─── SOURCE EXTRACT

George Levendis (Greek: Γιώργος Λεβέντης), is a Greek-Australian Global Television and record executive and is currently the Executive Producer and Show-Runner of Red Bull's The Cut. Prior to this, he was the COO of Acun Medya Global, focused on expanding TV formats internationally. From 2011 to 2018 he was Head of International for Syco TV, a joint venture between Simon Cowell and Sony Music Entertainment. In this role he has been responsible for the international expansion of The X Factor and Got Talent as well working on Red or Black?, Keep It in the Family, The Investigator and Food Glorious Food. During his tenure at Syco, Got Talent and The X Factor grew rapidly internationally. Got Talent has been produced in over 70 markets and The X Factor was sold to over 56 markets globally.

Prior to this he was general manager of the Greek television network ANT1 the number 2 station in the Greek market and the largest Greek satellite station worldwide.

──────
─── DATASET SECTION

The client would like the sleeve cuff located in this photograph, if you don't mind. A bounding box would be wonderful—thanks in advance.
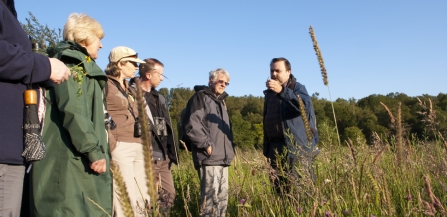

──────

_AIM OF THE EXERCISE_
Render this sentence from the George Levendis profile in French: "During his tenure at Syco, Got Talent and The X Factor grew rapidly internationally." The material comes from a separate source.

_REPLY_
Pendant son mandat chez Syco, Got Talent et The X Factor se sont rapidement développés à l'international.